Reproduce the data from its first line through the line containing "point(54, 253)", keeping every request and its sample points unchanged. Shift both coordinates of each answer point by adding 58.

[Stored data entries]
◇ ◇ ◇ ◇ ◇
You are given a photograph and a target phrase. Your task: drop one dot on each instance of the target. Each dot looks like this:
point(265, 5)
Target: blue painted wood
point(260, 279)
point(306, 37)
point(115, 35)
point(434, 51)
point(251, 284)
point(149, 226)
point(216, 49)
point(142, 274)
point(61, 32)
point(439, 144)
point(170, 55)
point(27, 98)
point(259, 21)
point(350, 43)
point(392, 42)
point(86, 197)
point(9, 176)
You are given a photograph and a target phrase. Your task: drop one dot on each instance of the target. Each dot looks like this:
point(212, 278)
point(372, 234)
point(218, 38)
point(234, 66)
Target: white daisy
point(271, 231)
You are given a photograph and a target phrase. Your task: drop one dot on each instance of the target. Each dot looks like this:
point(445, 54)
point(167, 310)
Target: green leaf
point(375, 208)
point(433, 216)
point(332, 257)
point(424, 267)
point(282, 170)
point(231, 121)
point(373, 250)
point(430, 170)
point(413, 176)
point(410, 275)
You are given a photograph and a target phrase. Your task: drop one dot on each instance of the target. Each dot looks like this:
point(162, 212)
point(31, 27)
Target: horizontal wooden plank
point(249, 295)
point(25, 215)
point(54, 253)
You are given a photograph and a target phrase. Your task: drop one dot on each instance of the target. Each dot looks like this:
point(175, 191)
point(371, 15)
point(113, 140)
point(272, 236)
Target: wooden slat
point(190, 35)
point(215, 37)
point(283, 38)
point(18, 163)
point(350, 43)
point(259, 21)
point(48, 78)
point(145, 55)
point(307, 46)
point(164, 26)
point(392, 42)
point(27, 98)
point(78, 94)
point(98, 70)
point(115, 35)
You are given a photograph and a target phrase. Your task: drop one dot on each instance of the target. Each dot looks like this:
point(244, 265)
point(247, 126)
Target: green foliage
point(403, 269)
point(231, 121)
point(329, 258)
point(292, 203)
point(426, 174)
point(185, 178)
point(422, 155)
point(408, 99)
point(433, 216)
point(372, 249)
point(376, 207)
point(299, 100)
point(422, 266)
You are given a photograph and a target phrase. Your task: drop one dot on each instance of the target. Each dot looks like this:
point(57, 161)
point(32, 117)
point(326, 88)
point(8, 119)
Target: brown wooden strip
◇ ◇ ◇ ◇ ◇
> _Expected answer_
You are given a photograph and a target phrase. Your task: drop one dot on each instance of the target. Each dot looks like this:
point(265, 5)
Target: blue painted wood
point(318, 337)
point(364, 95)
point(173, 93)
point(492, 109)
point(309, 342)
point(207, 284)
point(274, 107)
point(200, 332)
point(119, 90)
point(497, 202)
point(228, 113)
point(85, 156)
point(317, 79)
point(408, 101)
point(450, 100)
point(144, 255)
point(67, 234)
You are given a photograph and a target phrase. Your task: drop one dot on each instance of the target. Each dot looks like this:
point(212, 278)
point(372, 234)
point(218, 38)
point(234, 66)
Target: white daisy
point(329, 289)
You are given a photograph and a target phrase. Your task: drop one dot on each instance of the target. Each dot looks like this:
point(445, 54)
point(167, 310)
Target: green leaf
point(433, 266)
point(491, 274)
point(390, 315)
point(482, 325)
point(340, 228)
point(289, 179)
point(431, 308)
point(488, 228)
point(471, 234)
point(468, 333)
You are given a photograph and a target phrase. Your task: drop one dot on each instance of the target. Each dot looks like this:
point(162, 212)
point(31, 27)
Target: horizontal wooden plank
point(307, 353)
point(83, 273)
point(112, 311)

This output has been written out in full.